» Record extracts:
====

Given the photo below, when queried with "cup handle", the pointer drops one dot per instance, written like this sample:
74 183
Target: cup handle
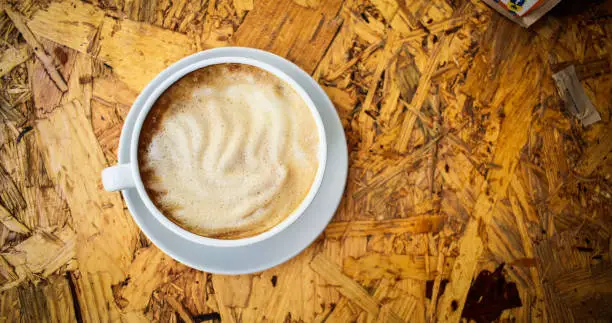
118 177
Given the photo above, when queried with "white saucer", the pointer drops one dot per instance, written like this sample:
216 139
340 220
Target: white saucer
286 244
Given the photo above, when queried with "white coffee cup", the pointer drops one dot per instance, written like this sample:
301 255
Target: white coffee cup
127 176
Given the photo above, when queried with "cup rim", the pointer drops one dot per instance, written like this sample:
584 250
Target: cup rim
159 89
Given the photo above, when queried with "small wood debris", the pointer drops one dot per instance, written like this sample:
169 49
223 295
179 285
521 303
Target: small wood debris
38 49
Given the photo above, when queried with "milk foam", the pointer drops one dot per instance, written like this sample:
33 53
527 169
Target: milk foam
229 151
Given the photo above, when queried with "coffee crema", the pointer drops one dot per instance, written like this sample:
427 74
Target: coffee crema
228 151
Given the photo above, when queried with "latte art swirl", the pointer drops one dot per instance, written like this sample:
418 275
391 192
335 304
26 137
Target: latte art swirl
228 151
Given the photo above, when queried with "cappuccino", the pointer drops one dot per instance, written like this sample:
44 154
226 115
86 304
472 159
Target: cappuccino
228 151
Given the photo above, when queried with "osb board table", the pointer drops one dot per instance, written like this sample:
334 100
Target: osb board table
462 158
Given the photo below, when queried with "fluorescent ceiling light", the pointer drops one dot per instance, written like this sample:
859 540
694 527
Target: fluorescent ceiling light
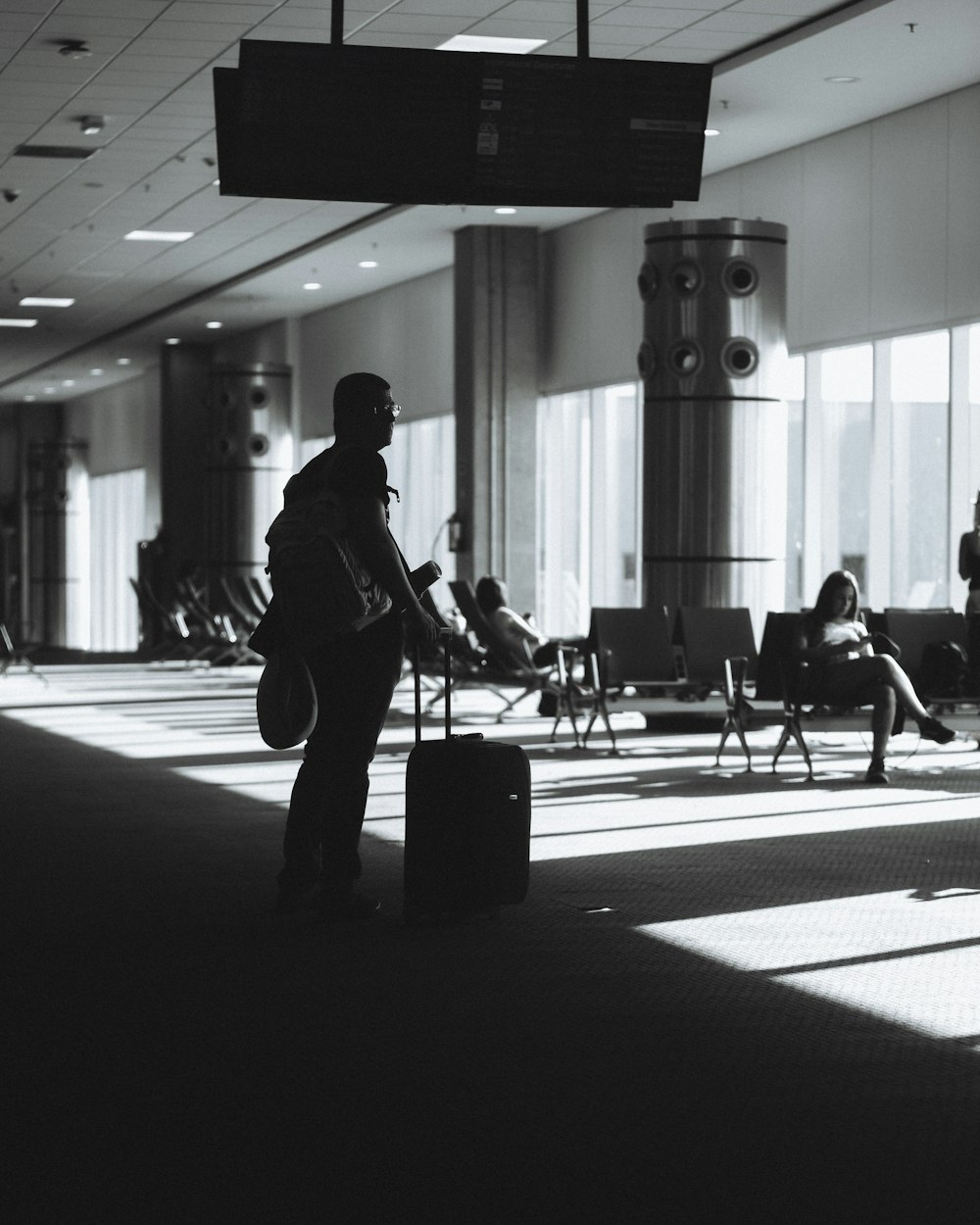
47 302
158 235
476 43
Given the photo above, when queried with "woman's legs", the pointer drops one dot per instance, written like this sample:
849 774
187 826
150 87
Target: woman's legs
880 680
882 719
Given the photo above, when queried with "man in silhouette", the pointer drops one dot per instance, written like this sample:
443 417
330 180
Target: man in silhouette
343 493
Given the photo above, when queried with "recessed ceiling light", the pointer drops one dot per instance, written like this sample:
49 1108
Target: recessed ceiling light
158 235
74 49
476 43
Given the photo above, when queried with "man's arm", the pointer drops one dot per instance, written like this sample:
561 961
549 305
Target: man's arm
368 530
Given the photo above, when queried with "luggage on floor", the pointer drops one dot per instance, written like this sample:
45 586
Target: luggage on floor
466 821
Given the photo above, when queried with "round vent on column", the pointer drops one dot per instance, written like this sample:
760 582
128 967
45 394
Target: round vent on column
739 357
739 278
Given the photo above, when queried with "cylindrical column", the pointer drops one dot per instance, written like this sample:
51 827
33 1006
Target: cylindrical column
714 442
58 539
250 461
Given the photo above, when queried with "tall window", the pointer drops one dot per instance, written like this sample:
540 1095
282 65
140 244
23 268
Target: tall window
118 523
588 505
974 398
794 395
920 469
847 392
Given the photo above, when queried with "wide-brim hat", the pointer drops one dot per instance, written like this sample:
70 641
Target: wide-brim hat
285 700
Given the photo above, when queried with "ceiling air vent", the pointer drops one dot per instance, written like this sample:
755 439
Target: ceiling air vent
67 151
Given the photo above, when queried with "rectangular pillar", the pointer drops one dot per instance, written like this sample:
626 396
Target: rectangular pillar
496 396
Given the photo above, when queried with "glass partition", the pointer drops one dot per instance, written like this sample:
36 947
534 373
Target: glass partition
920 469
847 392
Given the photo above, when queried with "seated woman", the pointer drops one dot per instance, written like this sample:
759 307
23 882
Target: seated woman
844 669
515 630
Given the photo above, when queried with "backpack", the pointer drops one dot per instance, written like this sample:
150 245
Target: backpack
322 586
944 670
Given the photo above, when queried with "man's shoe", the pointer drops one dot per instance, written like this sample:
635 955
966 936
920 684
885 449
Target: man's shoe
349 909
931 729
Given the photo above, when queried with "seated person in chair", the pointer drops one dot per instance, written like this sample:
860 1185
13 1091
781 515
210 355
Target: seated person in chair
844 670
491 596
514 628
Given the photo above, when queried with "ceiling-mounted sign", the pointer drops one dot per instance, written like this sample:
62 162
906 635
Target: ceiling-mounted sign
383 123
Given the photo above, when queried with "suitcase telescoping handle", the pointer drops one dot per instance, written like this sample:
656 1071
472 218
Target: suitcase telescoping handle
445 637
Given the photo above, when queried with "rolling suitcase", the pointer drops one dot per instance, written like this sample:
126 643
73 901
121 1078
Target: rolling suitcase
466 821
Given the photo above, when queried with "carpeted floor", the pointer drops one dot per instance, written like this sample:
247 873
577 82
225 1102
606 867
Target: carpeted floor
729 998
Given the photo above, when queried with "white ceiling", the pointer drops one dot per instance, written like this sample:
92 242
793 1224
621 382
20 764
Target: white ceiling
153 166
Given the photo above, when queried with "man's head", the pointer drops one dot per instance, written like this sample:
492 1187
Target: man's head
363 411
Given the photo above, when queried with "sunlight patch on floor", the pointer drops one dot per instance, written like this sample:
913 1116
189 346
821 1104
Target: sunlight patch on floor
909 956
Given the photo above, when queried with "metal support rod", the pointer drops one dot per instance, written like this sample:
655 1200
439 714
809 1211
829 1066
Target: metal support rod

====

» What is expected: Repeat the preceding records precisely, and leave every picture out of the copy.

» Task result:
Given the photo below, when queried with "cup handle", the pointer drops one dot per instance, written like this sample:
74 183
Target: cup handle
118 177
Given the photo above, when queried with "white saucer", the pointer drops one dot per instance, written like this sample:
216 139
340 220
Target: white saucer
286 244
Given the photo above, when queried with "white coffee cup", the pointer drops one dot per instance, written like this sample:
301 255
Target: white coffee cup
127 176
Given the photo above, when queried with "cup rim", the pointer drops one dot per instance, written like this sample:
584 250
Target: cup rim
159 89
Given the photo above, when queried with "small wood debris", the pointer drops one dot per instance, written like this sample:
169 49
223 295
179 285
521 303
Target: small wood debris
38 49
Given the photo above, when queried with "milk foam", the pointer drops one dot per instance, written like this sample:
33 53
527 169
Target: milk foam
229 151
Given the photo above, when queried with "coffee crema", the pointer drops one dot per instance, written like this sample:
427 74
Target: coffee crema
228 151
Given the photo above, when queried with "latte art swirl", the pointer drops one dot per instance, written like this sample:
418 275
391 192
335 304
26 137
Target: latte art swirl
228 151
Given the photo above, when queried with "cappuccino", the pointer drops one dot per instance, written like this sample:
44 154
226 115
86 304
472 159
Target: cappuccino
228 151
Given the photo above, when queried with "osb board table", the pointer drops one dot per instance, written like this sample:
334 100
Target: osb board table
462 158
Given the photo below, when queried with "fluorescent ceiling light", the pointer drops one dot per instance, written like this sample:
859 540
694 527
Target: fluorescent ceiling light
47 302
158 235
476 43
Given the photo above, when queried with "woman's legs", the pointer drops one dot per instance, written like this sample:
849 774
187 826
150 87
Target: woman's legs
880 680
882 719
Given the photo above, when queried with "man in silhouette", the pointer drops one dot per instance, written like this sample:
443 417
330 180
Target: man in silhouette
343 493
Given the photo above, when queried with "recessed ceiling light", the pointer drops one dot per instance, written like this sample:
49 1108
Target: recessed ceiling light
158 235
74 49
476 43
Given the photo above, when queried with "man's arm", the pointer drops one dot per instance, written like this sample:
561 961
549 305
Target: man's arm
368 530
Given the photo above, when queried with "luggage on floor", the pointer drops one dot per instance, written like this sample:
45 586
Target: luggage on floor
466 821
Given the photo above, when queried with "round vent on column", the pointer drops one dot per instance, written like this sample:
760 582
128 967
45 394
Target: round vent on column
739 357
739 278
Given the photo above, when queried with "cylindrical column", the pointer drops one dot per instance, written like this sample:
51 827
33 1006
Target: cylindrical column
714 442
58 539
250 461
Given the photo above, when queried with "tall window", the pointer drops one dot per instance, written like this sample:
540 1095
282 65
140 244
23 268
Target: tall window
118 523
588 505
974 398
794 395
920 469
847 392
Given the photo above, when queried with "wide-brim hat", the pointer drops one dot per instance, written like this sample:
70 641
Target: wide-brim hat
285 700
Given the photo above, when queried with "ceiling air vent", the pointer drops one dot per instance, written like this sample:
755 439
Target: ceiling air vent
67 151
Given the photo above, when queried with "rectangular pillar", the pointer drops one dot per instance, written like this sample:
626 396
Target: rectangular pillar
496 396
Given the photo above, when queried with "glass partition", the pointer drops one dot per instance, written like this sample:
36 947
534 373
Target: glass partition
920 469
847 392
Given the photo above, when queried with "seated woman", the pointer drops one dot per instance, written like this sample:
759 307
23 882
Target: seated woman
844 669
515 630
Given the photo above, when queried with "backpack", the pointer drops one dot per instance, written like this sample:
150 245
Target: backpack
322 586
944 670
Given the photo above, when queried with "man's shoe", the pointer drops one dot per instance, written like this sample:
635 955
966 936
920 684
885 449
Target: man's shoe
349 909
931 729
Given the photo above, when queried with "seated person in chair", the pointer drops one dot per instance, written like this sample:
860 1185
13 1091
781 515
210 355
Target: seated person in chair
844 670
491 596
514 628
Given the photo above, when queried with "ceiling-mounted sign", the pointer drops one dot per instance, written like this sample:
62 162
906 635
Target: ceiling-mounted sign
383 123
Given the photo above, when queried with "suitcase telescoping handle", the pointer drops one dot per instance, written like this sample:
656 1071
472 218
Target: suitcase telescoping handle
445 637
Given the photo above, when queried with "rolling suitcase", the pointer drops one dot per instance, written like this sample:
126 643
73 901
121 1078
Target: rolling suitcase
466 821
Given the photo above, when queried with "carpeted floor", the pointer drops one dot per instance, written like this sample:
247 873
577 82
225 1102
606 867
Target: carpeted floor
729 998
Given the photo above, when queried with "white ceiling", the pointer drops one dot per instance, written like this sample:
92 242
793 1224
621 382
20 764
Target: white ceiling
153 166
Given the photo above, when queried with "man's head", the pointer drops one dot per instance, written like this sample:
492 1187
Target: man's head
363 411
Given the photo above, when queried with "sunlight patch on floor", the pointer drops one dot per instance, written like this sample:
913 1116
189 346
821 1104
Target: sunlight patch on floor
909 956
Given the photo above, when queried with "metal support rod", the pointer drops one dot per instance, written like this sample:
655 1200
439 714
809 1211
829 1066
Target: metal support rod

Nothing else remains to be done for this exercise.